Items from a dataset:
== Segment start ==

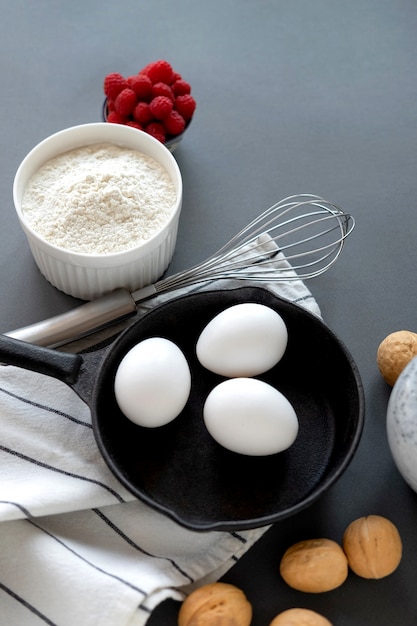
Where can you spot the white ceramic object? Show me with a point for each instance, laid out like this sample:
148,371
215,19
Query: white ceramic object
89,276
402,423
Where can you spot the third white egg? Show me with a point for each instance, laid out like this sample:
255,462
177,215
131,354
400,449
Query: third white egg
249,416
243,340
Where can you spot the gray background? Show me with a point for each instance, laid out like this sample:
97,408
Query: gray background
294,96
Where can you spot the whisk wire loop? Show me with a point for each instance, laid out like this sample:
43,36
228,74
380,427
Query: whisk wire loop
297,238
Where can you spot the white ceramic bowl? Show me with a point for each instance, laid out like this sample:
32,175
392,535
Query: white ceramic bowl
88,276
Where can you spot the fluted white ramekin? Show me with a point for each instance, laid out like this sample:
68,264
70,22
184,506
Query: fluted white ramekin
89,276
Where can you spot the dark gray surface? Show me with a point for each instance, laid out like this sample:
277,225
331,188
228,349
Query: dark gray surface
293,96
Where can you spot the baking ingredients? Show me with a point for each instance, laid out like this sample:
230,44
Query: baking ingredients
300,617
394,353
373,546
153,382
249,416
99,199
314,565
243,340
216,603
157,100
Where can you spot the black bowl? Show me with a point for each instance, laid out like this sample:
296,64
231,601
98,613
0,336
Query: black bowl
171,142
182,472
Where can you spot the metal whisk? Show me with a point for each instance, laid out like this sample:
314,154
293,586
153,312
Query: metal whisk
298,238
308,230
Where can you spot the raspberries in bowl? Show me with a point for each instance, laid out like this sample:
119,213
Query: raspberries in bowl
156,100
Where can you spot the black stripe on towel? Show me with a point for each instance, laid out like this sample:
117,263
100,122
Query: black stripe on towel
26,604
24,457
86,561
137,547
45,407
25,511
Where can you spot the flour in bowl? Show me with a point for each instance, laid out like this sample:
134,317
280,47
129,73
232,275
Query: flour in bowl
99,199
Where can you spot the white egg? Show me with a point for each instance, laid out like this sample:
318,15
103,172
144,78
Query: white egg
249,416
243,340
153,382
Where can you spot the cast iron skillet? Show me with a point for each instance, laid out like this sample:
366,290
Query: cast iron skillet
178,469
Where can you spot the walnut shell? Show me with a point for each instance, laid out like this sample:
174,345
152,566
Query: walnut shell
314,565
216,603
300,617
373,546
394,353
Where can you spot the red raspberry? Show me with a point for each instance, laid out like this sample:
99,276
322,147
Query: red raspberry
157,130
141,85
125,102
115,118
185,105
181,87
162,89
159,72
174,123
142,113
110,105
113,84
161,107
134,125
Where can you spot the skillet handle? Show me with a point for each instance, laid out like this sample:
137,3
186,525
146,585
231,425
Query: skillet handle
78,322
63,366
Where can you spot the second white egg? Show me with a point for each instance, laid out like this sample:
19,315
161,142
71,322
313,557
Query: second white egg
243,340
153,382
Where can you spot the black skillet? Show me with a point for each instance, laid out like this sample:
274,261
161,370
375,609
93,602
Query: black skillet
179,469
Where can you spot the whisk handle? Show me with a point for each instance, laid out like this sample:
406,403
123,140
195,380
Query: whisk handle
78,322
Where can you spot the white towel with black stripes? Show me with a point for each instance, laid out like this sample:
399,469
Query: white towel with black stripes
76,548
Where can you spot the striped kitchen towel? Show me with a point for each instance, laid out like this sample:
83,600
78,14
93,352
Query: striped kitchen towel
75,547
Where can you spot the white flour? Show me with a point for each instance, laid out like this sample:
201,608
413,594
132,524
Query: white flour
99,199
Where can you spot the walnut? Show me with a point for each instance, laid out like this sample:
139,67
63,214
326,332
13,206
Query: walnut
300,617
314,565
216,603
373,546
394,353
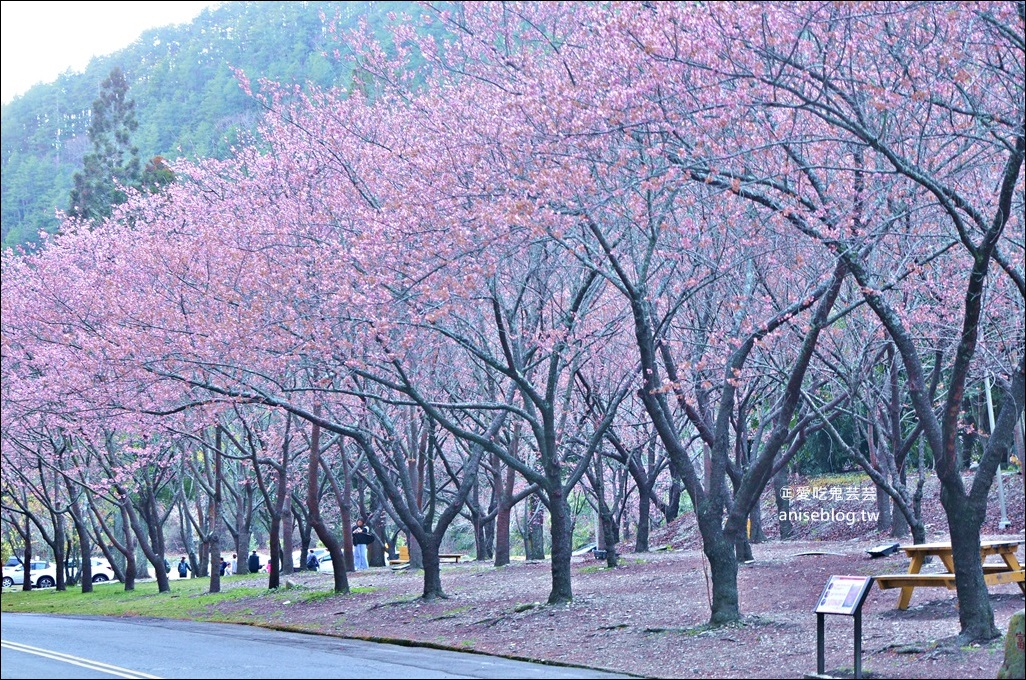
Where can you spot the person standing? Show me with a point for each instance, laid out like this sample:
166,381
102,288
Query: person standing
361,538
253,562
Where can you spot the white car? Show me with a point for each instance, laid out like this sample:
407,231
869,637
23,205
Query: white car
42,574
102,571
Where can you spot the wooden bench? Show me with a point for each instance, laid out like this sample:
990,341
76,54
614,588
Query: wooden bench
992,576
402,558
1009,571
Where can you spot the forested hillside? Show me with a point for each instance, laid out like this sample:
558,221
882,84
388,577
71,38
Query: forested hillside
187,98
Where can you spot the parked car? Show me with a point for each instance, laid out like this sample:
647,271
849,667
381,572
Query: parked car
42,574
584,550
102,571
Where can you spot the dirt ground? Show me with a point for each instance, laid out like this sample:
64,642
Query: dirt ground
646,617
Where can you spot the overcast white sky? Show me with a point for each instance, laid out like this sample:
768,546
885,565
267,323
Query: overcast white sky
41,40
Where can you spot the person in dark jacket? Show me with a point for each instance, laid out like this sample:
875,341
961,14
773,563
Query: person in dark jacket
361,538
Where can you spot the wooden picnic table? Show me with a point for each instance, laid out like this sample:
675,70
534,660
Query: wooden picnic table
1007,571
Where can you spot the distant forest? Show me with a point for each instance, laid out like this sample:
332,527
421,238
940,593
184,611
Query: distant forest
188,102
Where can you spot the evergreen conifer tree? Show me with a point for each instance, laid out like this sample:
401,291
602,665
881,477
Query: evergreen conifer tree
113,164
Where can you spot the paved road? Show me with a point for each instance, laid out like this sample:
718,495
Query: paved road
45,646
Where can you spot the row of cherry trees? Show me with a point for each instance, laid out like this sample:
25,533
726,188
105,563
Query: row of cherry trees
569,232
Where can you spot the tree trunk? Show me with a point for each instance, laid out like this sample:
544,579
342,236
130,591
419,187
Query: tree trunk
505,510
535,529
644,521
673,503
559,518
723,567
784,524
84,541
975,612
274,577
757,534
503,516
432,567
313,508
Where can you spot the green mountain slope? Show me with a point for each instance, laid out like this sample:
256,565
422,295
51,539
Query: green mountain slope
187,98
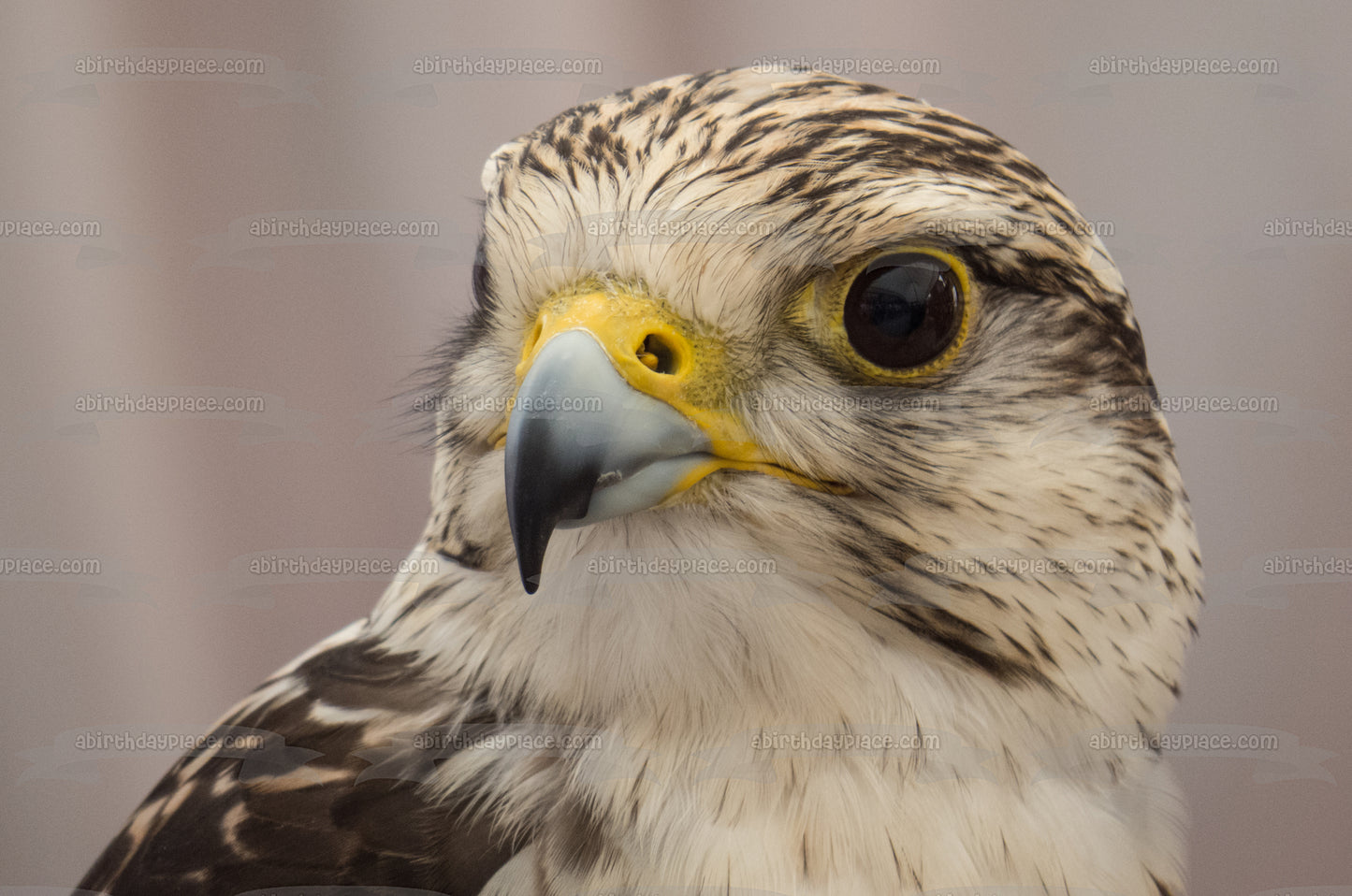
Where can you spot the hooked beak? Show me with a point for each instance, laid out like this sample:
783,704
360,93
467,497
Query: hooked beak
607,419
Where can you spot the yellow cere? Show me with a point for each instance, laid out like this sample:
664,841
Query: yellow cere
657,353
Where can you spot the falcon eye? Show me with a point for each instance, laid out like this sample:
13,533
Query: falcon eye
903,310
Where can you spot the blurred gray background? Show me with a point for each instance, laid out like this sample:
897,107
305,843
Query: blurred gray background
1212,185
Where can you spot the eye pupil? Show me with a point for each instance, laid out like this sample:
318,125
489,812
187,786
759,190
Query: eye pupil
903,310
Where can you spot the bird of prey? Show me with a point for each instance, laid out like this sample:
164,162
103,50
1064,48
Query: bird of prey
804,523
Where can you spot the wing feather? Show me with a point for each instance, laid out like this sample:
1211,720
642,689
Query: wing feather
300,813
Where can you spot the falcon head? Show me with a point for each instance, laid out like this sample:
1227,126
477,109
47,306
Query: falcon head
787,315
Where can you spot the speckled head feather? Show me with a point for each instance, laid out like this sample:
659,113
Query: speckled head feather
990,552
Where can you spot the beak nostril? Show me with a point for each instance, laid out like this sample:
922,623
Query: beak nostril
657,354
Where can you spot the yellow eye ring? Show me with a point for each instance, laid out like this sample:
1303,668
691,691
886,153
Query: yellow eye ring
896,313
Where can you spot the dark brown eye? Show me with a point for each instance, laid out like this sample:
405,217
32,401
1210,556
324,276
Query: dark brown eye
903,310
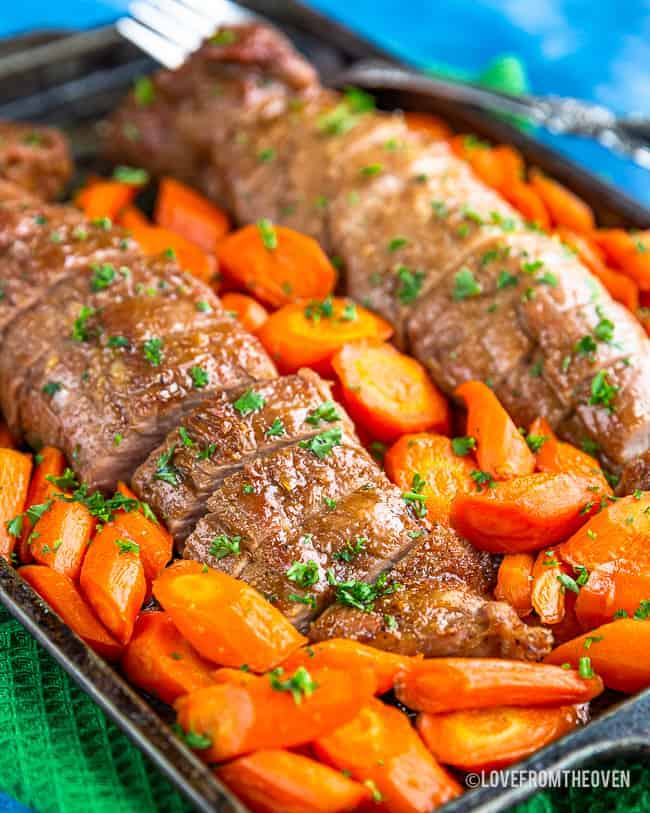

== Segment end ==

• **PROBLEM DETAILS**: Hand back all the entries exactly, leaving out the pictures.

• **RESPONSE**:
Where can you spot the white ceramic object? Show me with a point for each instance, laid out like this sample:
148,371
215,19
Query: white ceramic object
89,276
402,423
Where can you spot the third white egg? Show me with a point for each instance, laid out like this sample:
255,462
177,215
131,354
400,449
Query: third white egg
249,416
243,340
Where can you spot the gray background? Show me with a point for each instance, laid out like this sample:
97,408
Query: gray background
294,96
Where can you spot the whisk wire loop? Show me with a point for each instance, laid out like this sample:
43,36
228,74
380,427
Query: whisk wire loop
297,238
Where can you spot the white ceramic bowl? Show me with a point for each instance, laid out like this sample:
32,175
392,535
Query: white ceramic bowl
88,276
Where can you spot the fluted white ramekin? Show me with a point for each instance, laid out like this sample:
68,264
70,22
184,506
Query: fluted white ramekin
89,276
Where can you spot the dark gray surface? Show me with a point for each instance, laid out like this sample:
277,225
331,188
228,349
Query: dark gray surface
293,96
Where can you spot the baking ingredients? Show me with a point for each instance, laid out like this sample:
230,44
Query: baking ingredients
300,617
394,353
373,546
153,382
249,416
99,199
314,565
243,340
216,603
157,100
Where can you spot the black bowl? Show me with a point for each instance, laid out like this sample:
296,64
231,601
98,613
0,336
Query: black bowl
171,142
182,472
Where can you spot the metal whisk? Show me with a point for each instance, laid out like this sample:
314,154
293,586
153,312
Query: metal whisk
298,238
308,230
Where can you spot the raspberries in bowl? Show me with a point for each instance, laid out like this sample:
119,213
Query: raspberries in bowl
156,100
Where can you spot the black stripe on towel? Show me with a point for each instance, laid out like this sample:
117,263
100,122
Query: black stripe on towel
26,604
24,457
86,561
137,547
45,407
25,511
Where can you spot the flour in bowl? Show me with a point for each instance, laid out like this sample:
134,317
280,47
129,73
232,275
Query: flour in bowl
99,199
Where can you spot the white egg? Show me with a point for each instance, laid out like this sample:
318,15
103,172
144,78
Query: white egg
249,416
243,340
153,382
Where can you spot the cast iron skillet? Show me with a point for each instance, laid out like this sample:
366,290
Query: cast iron skillet
178,469
Where can you spot the walnut shell? Show me with a point for each instance, laid out like this sample:
174,345
152,566
Query: walnut shell
314,565
216,603
300,617
373,546
394,353
Where can you spot the red raspberry? Show me with a point for each instance, laid out like this sample:
99,276
322,147
Query: red raspberry
157,130
141,85
125,102
115,118
185,105
181,87
162,89
159,72
174,123
142,113
110,105
113,84
161,107
134,125
Where can you spot the skillet handle? Show me with a point for each instance, laid out like this sample:
137,3
186,525
146,585
231,425
Query: skillet handle
78,322
63,366
Where can you spot the second white egg? Show me with a point for each instance, laid out like this sample:
19,315
161,142
71,322
313,557
Query: second white egg
243,340
153,382
Where can you spot the black skillet? Show me with a point for each instance, laid out like this sample:
274,261
161,370
375,609
93,602
Query: black skillet
179,469
Where can you spot the whisk handle? Show me with a point for each instance, laid out like this sample:
406,403
123,140
195,380
Query: whisk handle
78,322
Where can you spot the white towel with black stripes? Show me with a point for each instance, laid out like this sample:
399,469
Query: white towel with black stripes
76,548
Where can you spot the striped kitchen towel? Show me with a point for each instance, laid out like this sample:
83,600
78,14
93,352
Query: striped kitchen towel
75,547
Where can you spot the white flour? Show me with a point for each instance, laid out like this sample:
201,608
413,594
132,524
Query: white flour
99,199
Where can you spot the walnut? Show me with a point for each instance, laid out like this sample:
139,67
63,214
326,332
13,206
Query: walnut
300,617
314,565
216,603
373,546
394,353
Where can you spot the person standing? Show me with a point for each instance, laid out like this sample:
166,381
102,288
Query: person standing
361,538
253,562
Where can you spot the white car? Show me with a point for each instance, laid out like this sample:
407,231
869,637
23,205
Query: white car
42,574
102,571
Where can you spot the wooden bench? Show me with a point for each instance, laid out like this sample:
990,341
76,54
614,588
Query: wooden bench
992,576
402,558
1009,571
Where can you spot the forested hillside? Show me with a point for each instance, laid out like this sample:
558,221
882,84
388,577
71,38
Query: forested hillside
187,98
Where can you spot the parked car? Show me with a point for each instance, laid out like this sample:
647,271
849,667
381,572
Query: parked car
42,574
584,550
102,571
Where can you spot the dirt ground? Show me with a point for each instance, laid out like this sample:
64,642
Query: dirt ground
646,617
Where can you spot the overcast white sky? Show me with a point for each instance, laid out like this sample:
768,546
885,565
267,323
Query: overcast white sky
41,40
Where can you spot the person in dark jacket? Show me with a point for each instance, laid out like this sample:
875,341
961,14
773,563
Query: person in dark jacket
361,538
Where can you spot the wooden picnic table? Show me with a point for each instance, laid out like this sample:
675,70
534,660
Query: wooden picnic table
1007,571
Where can you spot the distant forest? Show me with a point for each instance, laid out like this sample:
332,527
421,238
940,593
184,611
Query: distant forest
188,102
Where can you spot the evergreen conifer tree? Show me with a point for each instance, laid out like this sample:
401,291
602,665
881,477
Query: evergreen conifer tree
113,164
Where can you spot the paved road? Show me with a point for each instance, laid out like this sample:
718,495
Query: paved road
45,646
Where can you spot the row of cherry trees? Show me with a point for each instance, laid out like this sample:
25,533
726,188
105,563
Query: row of cherry trees
569,232
Where can you spot the tree trunk? Show me with a point for each instance, laid out like this sample:
544,579
342,236
130,591
419,187
Query: tree trunk
505,510
535,529
644,521
673,503
559,518
723,567
784,524
84,541
975,612
274,577
757,534
503,516
432,567
313,508
Where can you spot the green mountain slope? Show me with a point for each instance, laid out like this sample:
256,565
422,295
51,539
Query: green mountain slope
187,98
Where can you spot the hooked beak? Show me with a point for each instance, laid out like this sample:
783,704
360,93
467,497
Query: hooked beak
607,419
Where can you spot the yellow cere? Show me with a point for each instance, laid out like this sample:
664,841
Query: yellow cere
657,353
Where can you spot the falcon eye? Show me with a point for each instance, laid out like this sample:
13,533
Query: falcon eye
903,310
Where can you spot the blurred gray background? Show me with a point for each instance, laid out like this sample:
897,107
305,843
Query: blurred gray background
1212,185
Where can you spot the eye pupil? Show me with a point for each instance, laid out like this sample:
318,125
489,812
187,786
759,190
Query: eye pupil
903,310
Where can you spot the bird of prey? Show me with a point for each instance, laid out like this sample:
164,162
103,50
1064,48
Query: bird of prey
804,523
Where can you spot the wing feather? Show me with a point for each instance, laid out like this sample:
1211,720
642,689
Query: wing feather
300,813
Where can you spot the falcon head? Show me with a point for each instance, laid out like this sample:
1227,126
477,109
47,306
Query: falcon head
787,315
Where can you spot the speckled head feather? Show me with a point for each instance, laid out like this sample:
659,113
Query: speckled head feather
990,552
Where can you spot the beak nostril? Show me with a point for each instance, laid out like this sample:
922,623
Query: beak nostril
657,354
Where can you spot the yellow eye ring? Show me with a point for each instance, laid out like this sample:
1303,668
691,691
886,153
Query: yellow eye ring
896,313
Where can you spot the dark brown eye? Show me with a point for each instance, laid out like this sample:
405,217
32,401
1210,556
324,276
Query: dark brown eye
903,310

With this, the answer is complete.